## Stated problem
Rewrite the records from the line with "floor and supply the bounding box coordinates." through the line with "[61,270,598,421]", changing "concrete patio floor" to "tiled patio floor" and leaving everything else as it is.
── Data to use
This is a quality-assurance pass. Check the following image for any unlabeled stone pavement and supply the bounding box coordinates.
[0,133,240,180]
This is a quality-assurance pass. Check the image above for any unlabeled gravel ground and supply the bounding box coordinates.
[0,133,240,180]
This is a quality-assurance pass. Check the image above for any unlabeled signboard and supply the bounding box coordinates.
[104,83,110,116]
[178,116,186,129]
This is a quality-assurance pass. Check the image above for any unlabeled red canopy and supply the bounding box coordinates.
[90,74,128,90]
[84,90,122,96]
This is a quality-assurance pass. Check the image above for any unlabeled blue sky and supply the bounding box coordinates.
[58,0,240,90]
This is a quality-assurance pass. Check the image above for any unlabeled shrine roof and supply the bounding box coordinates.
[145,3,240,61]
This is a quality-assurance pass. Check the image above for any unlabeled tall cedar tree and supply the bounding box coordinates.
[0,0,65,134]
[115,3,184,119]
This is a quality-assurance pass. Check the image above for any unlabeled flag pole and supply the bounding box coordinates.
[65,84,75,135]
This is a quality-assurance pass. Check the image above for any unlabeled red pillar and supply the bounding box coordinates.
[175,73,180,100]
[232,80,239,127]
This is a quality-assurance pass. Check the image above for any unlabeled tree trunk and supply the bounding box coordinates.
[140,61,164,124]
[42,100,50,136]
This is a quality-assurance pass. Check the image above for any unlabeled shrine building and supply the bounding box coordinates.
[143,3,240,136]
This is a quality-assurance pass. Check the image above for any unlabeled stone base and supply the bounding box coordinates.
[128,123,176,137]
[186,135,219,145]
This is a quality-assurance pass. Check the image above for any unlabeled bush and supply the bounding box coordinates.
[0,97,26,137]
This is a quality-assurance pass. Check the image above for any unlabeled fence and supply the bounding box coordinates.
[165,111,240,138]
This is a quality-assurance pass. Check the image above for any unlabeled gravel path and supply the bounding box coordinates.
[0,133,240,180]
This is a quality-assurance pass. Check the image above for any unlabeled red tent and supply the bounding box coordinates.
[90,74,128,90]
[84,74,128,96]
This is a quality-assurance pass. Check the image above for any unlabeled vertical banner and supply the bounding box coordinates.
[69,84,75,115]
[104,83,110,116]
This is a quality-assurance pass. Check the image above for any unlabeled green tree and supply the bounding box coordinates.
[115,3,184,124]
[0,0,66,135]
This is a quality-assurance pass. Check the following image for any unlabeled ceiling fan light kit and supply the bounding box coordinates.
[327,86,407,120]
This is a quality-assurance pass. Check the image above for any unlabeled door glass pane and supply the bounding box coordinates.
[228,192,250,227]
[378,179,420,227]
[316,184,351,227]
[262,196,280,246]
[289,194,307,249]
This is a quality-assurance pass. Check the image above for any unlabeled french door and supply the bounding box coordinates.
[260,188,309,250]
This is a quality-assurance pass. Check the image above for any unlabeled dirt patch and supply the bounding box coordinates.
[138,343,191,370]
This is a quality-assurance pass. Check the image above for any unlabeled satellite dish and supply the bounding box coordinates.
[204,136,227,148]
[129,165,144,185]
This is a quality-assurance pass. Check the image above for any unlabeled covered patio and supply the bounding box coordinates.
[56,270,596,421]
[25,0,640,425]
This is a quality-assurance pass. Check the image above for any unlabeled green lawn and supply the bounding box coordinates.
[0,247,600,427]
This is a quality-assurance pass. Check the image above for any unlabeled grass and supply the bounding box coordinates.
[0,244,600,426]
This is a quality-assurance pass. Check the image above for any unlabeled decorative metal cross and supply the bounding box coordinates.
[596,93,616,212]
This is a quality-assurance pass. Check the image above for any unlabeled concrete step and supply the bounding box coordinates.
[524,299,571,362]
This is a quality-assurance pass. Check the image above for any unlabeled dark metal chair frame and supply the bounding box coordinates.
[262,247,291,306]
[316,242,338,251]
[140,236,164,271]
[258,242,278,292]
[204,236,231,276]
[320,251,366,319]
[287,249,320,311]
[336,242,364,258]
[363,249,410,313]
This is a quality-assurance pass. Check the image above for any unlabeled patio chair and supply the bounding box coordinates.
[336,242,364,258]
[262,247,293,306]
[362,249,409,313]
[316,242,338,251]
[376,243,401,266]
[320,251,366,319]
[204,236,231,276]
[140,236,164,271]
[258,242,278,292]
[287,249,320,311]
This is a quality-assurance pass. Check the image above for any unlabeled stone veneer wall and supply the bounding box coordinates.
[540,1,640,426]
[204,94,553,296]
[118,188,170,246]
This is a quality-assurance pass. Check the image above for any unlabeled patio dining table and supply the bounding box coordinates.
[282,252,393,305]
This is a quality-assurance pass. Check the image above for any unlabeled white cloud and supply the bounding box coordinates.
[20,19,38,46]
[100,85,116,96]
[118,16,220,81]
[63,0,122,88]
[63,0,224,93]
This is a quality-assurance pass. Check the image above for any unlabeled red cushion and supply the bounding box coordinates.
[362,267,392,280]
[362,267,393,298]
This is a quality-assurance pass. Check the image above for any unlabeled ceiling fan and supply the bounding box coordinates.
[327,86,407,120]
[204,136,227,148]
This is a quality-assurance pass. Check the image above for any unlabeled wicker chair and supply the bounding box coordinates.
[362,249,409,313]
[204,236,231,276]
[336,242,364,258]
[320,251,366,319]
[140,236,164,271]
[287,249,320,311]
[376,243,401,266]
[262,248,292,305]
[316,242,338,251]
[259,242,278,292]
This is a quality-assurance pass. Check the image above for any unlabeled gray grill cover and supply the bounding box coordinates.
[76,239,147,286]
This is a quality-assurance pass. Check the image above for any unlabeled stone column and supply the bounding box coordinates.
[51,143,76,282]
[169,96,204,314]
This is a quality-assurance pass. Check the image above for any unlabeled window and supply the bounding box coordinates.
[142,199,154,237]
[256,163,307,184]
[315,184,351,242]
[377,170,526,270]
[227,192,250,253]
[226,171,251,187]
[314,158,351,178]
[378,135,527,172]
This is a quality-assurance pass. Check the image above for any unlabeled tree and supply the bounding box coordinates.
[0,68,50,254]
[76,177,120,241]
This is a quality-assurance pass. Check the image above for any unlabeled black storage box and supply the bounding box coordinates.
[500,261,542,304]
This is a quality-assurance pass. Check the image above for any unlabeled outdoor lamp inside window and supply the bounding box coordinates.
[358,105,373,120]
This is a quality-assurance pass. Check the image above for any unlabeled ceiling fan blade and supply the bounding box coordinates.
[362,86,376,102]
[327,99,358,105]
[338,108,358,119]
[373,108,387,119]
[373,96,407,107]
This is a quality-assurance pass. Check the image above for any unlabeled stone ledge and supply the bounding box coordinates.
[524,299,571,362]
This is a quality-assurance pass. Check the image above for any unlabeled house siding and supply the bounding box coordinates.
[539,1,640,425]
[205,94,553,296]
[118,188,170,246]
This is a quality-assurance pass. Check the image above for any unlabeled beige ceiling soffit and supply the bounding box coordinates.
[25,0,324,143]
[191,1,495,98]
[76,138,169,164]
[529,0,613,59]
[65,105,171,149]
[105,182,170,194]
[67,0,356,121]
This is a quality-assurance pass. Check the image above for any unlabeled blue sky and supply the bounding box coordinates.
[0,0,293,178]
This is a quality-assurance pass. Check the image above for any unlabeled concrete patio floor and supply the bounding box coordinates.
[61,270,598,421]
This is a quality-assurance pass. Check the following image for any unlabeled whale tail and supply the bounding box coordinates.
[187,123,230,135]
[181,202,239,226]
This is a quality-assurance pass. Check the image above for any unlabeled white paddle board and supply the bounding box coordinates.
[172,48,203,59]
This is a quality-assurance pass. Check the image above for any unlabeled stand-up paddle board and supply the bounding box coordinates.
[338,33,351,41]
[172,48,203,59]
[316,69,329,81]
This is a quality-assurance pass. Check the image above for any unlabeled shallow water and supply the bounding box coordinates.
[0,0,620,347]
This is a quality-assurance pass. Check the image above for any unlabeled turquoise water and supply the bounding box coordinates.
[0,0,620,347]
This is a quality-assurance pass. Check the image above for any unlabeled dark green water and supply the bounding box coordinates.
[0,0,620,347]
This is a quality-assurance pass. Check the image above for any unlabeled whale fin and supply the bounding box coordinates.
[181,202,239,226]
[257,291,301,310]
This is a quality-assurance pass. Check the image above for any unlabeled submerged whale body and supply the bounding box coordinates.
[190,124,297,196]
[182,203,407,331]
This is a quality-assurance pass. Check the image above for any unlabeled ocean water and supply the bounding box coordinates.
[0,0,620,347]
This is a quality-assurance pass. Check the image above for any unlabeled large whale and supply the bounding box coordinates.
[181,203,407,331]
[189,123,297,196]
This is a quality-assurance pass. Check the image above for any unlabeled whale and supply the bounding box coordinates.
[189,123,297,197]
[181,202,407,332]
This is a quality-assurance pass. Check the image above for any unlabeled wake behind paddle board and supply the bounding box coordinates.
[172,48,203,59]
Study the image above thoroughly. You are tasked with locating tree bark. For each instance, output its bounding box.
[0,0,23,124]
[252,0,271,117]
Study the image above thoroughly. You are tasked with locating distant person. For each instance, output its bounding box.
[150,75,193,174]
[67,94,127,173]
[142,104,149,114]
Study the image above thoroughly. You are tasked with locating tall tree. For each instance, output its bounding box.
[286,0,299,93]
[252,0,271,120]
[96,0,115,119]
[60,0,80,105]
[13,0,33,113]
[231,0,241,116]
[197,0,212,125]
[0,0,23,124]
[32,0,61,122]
────
## Exercise result
This is a quality-assurance pass. Check the image above for any unlabeled tiled patio floor and supply the bounding box coordinates.
[61,270,598,421]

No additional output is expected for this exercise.